Dataset entries>
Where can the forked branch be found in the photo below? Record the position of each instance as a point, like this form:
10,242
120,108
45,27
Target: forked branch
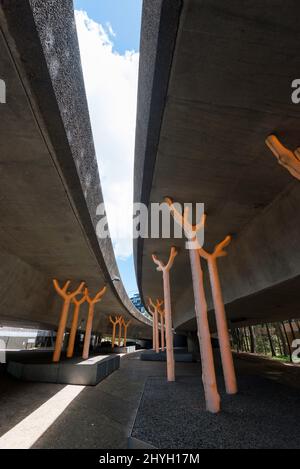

What the task asks>
Convert the entries above into a numbered list of their lines, omitting any blank lines. Leave the pictures out of the answer.

Answer>
1. Where can the forked branch be found in the photo below? Record the position of each instance as a point, like this form:
2. 10,242
3. 120,108
4. 45,27
5. Target: forked branch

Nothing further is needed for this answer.